Task objective:
Rewrite the part of the passage on European fusion research that begins with the words "EUROfusion – a" and ends with "of fusion experts.", putting "network" in place of "consortium".

Exercise passage:
In other words, ITER operations and the results of its research and experiments in the production of tritium and construction materials for fusion machines are necessary steps for the EU to transition fusion energy from research to demonstration reactors.

The findings from major European fusion activities, such as JET and EUROfusion, play a crucial role in informing the future of European fusion development. The JET machine concluded its operational journey on 18 December 2023, over four decades after its inception. It has been fundamental in laying the groundwork for ITER and future fusion power plants through its innovative deuterium-tritium experiments. JET also played a key role in training several generations of fusion scientists and engineers across Europe.

EUROfusion – a consortium of around 30 national fusion research laboratories across the EU – conducts fusion research under the Euratom Research and Training Programme. This focuses on the development of key fusion-related technologies, advancing training and education, and the development of the conceptual design of a future demonstration fusion power reactor (DEMO). EUROfusion’s co-ordinated efforts continue to drive progress in critical technologies while fostering new generations of fusion experts.

The collective knowledge obtained from all these different initiatives (e.g. on plasma behaviour, fusion materials, operational challenges, etc.), will shape the future course of European fusion development. Co-ordinated research efforts will help the EU transition from research to industrialisation, paving the way for the development and operation of commercial fusion power plants.

What are the main bottlenecks preventing fusion energy from being fully realised? How can these be removed?

There are a series of key technological bottlenecks related to the demonstration of critical technologies of future fusion reactors. For example, the qualification of materials that can withstand the extreme conditions within fusion reactors, or the demonstration of key components’ performance under reactor conditions. The development of plasma scenarios and the remote maintenance design and qualification remain significant challenges as well.

Another important bottleneck is the demonstration of tritium production within the reactor for fuel self-sufficiency. Fusion reactors rely on tritium, which is scarce in nature. Therefore, future commercial power plants will need to ‘breed’ their own tritium for economic viability. Breeding blanket concepts are being developed, and will need to be tested, to produce tritium fuel directly during the fusion reaction.

Supplied material:
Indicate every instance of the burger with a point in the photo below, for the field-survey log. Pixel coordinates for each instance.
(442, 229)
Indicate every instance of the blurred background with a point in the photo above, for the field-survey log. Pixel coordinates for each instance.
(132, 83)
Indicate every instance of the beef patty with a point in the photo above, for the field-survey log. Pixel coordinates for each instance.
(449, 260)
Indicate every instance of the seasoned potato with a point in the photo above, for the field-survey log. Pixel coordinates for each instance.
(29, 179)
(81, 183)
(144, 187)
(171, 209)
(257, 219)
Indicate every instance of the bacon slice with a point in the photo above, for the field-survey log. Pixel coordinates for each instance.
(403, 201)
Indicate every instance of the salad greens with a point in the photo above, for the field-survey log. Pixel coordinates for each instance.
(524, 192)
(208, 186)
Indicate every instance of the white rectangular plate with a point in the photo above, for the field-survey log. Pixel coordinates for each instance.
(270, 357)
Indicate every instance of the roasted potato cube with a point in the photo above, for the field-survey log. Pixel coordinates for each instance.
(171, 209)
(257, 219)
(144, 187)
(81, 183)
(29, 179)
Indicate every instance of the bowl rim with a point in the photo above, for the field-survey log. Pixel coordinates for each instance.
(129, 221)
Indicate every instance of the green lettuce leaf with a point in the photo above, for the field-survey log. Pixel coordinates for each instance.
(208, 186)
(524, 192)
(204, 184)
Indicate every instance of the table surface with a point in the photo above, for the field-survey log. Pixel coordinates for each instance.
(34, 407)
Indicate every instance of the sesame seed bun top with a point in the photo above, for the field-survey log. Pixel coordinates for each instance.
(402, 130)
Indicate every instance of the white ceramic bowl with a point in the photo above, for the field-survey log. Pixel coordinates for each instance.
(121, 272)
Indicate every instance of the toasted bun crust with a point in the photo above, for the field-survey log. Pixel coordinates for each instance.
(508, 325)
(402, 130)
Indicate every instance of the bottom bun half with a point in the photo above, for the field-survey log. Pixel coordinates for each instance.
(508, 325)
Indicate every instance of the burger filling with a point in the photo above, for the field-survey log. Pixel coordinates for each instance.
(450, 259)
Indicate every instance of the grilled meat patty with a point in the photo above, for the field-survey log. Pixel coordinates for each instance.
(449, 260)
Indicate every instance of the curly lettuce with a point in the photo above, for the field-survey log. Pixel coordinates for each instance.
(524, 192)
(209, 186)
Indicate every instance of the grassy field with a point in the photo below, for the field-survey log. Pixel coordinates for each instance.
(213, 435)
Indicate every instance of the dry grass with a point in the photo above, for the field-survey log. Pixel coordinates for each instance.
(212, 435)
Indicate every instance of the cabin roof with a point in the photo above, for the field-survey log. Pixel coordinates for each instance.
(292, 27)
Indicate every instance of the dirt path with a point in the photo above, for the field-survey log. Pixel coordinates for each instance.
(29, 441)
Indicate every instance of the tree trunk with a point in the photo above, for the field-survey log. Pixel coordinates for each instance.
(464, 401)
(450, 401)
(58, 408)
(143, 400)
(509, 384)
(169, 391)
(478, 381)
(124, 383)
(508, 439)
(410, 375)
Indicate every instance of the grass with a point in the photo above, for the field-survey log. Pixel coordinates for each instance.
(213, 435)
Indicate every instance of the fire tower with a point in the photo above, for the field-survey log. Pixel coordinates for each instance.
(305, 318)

Result of the task:
EUROfusion – a network of around 30 national fusion research laboratories across the EU – conducts fusion research under the Euratom Research and Training Programme. This focuses on the development of key fusion-related technologies, advancing training and education, and the development of the conceptual design of a future demonstration fusion power reactor (DEMO). EUROfusion’s co-ordinated efforts continue to drive progress in critical technologies while fostering new generations of fusion experts.